GIVEN TASK: Reproduce the stretch of the data below from its start through the line containing "POLYGON ((220 4, 223", both ends included, without any change. Copy no other part.

** Start **

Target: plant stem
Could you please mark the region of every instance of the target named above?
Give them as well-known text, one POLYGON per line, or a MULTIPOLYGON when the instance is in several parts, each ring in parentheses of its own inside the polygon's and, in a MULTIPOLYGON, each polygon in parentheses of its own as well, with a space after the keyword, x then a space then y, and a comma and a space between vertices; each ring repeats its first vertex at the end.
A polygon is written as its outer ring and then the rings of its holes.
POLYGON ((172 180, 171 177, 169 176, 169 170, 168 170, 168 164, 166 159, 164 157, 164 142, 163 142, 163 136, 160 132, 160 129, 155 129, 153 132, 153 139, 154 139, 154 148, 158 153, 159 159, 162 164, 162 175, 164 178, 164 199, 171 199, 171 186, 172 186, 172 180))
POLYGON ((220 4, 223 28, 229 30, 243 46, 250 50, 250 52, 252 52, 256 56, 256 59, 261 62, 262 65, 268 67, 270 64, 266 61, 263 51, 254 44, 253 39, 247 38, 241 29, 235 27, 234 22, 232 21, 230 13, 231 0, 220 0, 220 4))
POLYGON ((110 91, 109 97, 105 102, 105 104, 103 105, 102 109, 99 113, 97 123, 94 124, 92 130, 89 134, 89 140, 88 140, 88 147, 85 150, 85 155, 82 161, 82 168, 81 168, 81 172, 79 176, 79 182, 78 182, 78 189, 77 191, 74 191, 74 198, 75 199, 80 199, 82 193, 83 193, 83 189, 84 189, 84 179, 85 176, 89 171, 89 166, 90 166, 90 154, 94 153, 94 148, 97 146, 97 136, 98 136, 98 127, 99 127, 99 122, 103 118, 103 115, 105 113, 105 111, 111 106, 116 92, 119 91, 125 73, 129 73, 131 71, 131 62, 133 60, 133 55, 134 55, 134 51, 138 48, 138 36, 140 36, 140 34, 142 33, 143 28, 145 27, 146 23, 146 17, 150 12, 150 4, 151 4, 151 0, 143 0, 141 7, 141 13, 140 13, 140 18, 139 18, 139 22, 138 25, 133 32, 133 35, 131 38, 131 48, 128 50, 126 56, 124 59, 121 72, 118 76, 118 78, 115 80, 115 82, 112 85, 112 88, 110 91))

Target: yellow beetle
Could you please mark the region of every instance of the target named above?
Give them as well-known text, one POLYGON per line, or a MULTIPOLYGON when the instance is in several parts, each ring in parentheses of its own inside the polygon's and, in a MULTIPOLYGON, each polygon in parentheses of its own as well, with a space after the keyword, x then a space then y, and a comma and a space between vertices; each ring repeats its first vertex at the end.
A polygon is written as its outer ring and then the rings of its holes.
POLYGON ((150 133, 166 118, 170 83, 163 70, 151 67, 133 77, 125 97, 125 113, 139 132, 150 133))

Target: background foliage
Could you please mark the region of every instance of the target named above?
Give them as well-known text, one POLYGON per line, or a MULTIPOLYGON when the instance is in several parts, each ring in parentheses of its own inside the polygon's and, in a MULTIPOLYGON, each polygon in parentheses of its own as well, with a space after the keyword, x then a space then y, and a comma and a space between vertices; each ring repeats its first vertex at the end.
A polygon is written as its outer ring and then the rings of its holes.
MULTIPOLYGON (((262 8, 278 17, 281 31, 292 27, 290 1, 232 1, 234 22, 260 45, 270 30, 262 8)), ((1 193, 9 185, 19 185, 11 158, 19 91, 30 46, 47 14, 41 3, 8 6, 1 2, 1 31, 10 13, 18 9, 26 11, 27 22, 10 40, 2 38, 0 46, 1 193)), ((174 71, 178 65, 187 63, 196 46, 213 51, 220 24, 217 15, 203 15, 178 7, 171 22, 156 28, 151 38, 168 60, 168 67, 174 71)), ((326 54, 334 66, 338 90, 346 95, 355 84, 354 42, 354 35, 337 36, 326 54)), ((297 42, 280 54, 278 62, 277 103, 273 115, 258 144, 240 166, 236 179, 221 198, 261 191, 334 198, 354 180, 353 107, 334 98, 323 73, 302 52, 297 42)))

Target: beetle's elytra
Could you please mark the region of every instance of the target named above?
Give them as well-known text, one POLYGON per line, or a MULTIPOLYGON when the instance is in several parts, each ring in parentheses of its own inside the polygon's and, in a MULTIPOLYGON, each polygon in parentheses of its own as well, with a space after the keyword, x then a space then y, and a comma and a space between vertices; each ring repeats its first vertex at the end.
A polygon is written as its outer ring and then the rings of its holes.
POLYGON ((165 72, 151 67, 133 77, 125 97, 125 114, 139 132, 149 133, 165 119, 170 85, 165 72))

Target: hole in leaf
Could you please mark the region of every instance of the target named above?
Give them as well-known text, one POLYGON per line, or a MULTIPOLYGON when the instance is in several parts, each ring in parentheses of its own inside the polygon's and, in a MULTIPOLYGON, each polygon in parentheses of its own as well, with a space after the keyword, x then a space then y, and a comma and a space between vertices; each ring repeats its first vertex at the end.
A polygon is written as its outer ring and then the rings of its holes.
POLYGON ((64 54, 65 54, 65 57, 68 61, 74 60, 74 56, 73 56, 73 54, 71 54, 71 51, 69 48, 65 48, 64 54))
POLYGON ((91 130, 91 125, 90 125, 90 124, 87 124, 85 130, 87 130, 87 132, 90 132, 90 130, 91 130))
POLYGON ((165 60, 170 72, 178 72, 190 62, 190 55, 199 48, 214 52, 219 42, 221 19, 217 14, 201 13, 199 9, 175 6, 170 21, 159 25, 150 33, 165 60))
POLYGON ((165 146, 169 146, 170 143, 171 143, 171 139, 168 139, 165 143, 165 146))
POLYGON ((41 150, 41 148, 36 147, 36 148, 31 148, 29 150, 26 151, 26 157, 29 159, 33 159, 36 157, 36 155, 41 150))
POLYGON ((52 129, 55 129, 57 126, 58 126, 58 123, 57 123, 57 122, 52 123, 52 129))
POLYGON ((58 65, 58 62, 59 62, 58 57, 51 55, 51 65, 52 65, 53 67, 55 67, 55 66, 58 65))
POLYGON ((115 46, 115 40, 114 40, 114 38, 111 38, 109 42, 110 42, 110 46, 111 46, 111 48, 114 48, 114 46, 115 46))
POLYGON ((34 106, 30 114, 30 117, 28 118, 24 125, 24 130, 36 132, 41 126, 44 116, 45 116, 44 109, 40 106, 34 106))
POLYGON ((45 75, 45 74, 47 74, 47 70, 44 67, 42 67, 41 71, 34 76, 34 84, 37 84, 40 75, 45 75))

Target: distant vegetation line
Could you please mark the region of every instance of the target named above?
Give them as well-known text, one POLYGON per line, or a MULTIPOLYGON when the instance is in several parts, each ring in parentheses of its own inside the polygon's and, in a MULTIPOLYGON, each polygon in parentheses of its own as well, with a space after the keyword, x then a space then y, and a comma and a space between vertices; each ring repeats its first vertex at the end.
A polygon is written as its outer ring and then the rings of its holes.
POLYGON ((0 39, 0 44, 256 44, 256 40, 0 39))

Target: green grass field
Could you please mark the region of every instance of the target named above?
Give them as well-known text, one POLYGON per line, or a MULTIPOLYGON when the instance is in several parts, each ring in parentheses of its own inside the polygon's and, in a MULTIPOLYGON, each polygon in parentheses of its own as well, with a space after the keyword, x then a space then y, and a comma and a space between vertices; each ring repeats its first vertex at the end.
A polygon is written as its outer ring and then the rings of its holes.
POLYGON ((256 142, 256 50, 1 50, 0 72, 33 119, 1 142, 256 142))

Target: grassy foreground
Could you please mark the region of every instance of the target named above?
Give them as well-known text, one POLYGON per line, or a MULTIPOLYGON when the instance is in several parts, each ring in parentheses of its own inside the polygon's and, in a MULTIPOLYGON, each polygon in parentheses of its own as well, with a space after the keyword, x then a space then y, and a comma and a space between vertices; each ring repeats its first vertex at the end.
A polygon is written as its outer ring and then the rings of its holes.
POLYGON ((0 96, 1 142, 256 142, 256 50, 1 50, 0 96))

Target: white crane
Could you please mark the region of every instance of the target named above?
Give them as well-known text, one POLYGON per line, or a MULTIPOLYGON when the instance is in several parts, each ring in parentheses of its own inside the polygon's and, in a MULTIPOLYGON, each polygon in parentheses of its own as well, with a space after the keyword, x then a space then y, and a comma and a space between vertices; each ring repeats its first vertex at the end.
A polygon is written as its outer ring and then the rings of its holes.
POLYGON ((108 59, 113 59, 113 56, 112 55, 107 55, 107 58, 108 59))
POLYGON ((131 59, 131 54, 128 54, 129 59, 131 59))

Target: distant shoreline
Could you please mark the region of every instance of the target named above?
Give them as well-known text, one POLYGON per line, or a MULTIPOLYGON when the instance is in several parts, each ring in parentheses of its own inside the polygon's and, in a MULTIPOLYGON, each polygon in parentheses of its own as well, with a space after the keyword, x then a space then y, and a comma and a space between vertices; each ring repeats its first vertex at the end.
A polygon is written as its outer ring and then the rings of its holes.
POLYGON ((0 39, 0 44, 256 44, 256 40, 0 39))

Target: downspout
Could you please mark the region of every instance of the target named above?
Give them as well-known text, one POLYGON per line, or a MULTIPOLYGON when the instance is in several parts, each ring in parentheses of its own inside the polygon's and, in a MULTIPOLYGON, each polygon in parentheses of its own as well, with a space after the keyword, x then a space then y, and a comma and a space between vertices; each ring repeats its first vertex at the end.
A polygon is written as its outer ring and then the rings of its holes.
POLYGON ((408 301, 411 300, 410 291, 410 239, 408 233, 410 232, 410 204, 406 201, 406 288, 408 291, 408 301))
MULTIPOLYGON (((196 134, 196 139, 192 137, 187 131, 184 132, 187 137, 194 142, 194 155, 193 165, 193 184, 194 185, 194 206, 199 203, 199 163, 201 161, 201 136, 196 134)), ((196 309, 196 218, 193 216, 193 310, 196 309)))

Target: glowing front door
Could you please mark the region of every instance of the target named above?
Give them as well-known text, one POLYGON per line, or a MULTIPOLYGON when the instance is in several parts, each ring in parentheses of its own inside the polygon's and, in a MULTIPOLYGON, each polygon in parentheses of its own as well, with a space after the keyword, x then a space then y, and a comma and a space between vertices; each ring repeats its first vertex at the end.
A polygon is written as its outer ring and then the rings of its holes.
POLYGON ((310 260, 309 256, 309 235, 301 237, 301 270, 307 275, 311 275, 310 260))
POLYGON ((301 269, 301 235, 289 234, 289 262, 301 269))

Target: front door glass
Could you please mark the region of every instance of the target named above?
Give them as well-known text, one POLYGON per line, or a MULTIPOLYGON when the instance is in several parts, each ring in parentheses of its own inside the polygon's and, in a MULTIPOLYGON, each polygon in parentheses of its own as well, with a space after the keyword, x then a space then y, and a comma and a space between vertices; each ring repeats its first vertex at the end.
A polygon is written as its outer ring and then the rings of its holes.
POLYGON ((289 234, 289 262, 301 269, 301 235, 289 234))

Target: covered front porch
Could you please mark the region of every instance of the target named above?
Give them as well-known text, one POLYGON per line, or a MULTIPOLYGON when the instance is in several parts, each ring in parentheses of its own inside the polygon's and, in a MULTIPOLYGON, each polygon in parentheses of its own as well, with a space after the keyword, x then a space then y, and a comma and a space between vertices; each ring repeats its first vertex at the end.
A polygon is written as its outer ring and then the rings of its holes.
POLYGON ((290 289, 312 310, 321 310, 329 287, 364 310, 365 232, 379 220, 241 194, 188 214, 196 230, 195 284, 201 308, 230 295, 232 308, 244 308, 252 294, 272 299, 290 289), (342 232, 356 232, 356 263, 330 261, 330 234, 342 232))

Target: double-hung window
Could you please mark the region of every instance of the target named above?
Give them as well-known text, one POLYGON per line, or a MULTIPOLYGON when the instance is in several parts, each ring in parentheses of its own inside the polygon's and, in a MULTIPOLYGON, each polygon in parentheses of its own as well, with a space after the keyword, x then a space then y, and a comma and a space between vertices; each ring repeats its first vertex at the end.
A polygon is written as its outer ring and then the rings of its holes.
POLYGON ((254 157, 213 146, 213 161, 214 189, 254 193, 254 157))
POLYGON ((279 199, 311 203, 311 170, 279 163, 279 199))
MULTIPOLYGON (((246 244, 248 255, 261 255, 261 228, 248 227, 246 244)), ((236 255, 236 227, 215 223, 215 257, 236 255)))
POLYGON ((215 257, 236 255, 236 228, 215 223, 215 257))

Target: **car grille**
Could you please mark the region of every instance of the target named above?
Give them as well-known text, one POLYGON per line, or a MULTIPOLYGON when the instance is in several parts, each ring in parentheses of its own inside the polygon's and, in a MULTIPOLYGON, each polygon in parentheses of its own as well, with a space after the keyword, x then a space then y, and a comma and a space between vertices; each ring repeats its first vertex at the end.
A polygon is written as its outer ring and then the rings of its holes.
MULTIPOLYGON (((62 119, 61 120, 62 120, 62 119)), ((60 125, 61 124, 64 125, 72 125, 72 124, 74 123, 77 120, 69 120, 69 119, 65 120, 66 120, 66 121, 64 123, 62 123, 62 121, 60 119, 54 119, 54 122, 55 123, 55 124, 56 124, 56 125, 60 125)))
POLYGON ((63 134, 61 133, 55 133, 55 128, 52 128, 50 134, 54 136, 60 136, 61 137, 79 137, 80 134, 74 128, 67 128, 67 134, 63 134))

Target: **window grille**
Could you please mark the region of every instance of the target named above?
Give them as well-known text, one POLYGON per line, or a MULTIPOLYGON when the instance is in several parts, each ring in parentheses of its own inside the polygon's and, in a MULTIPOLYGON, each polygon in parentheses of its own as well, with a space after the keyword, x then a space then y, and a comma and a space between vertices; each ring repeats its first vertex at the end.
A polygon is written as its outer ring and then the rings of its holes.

** End **

EXERCISE RESPONSE:
Target: plant stem
Could you please mark the region of every instance of the target named above?
Give them as well-known text, one POLYGON per line, or a MULTIPOLYGON when the instance is in several parts, each ring in parentheses of its own inside the polygon's and, in a MULTIPOLYGON, each polygon in parentheses of its own as well, with a space after the keyword, x then a space then y, and a comma and a space between vertices; each ring repeats its first vertex at the end.
A polygon is written as its outer ring and then the rings of its holes.
POLYGON ((172 180, 171 177, 169 176, 169 170, 168 170, 168 164, 166 159, 164 157, 164 142, 163 142, 163 136, 160 132, 160 129, 155 129, 153 132, 153 139, 154 139, 154 148, 158 153, 159 159, 162 164, 162 175, 164 178, 164 199, 171 199, 171 186, 172 186, 172 180))
POLYGON ((220 4, 223 28, 229 30, 243 46, 250 50, 250 52, 252 52, 256 56, 256 59, 261 62, 262 65, 268 67, 270 64, 266 61, 263 51, 254 44, 253 39, 247 38, 241 29, 235 27, 234 22, 232 21, 230 13, 231 0, 220 0, 220 4))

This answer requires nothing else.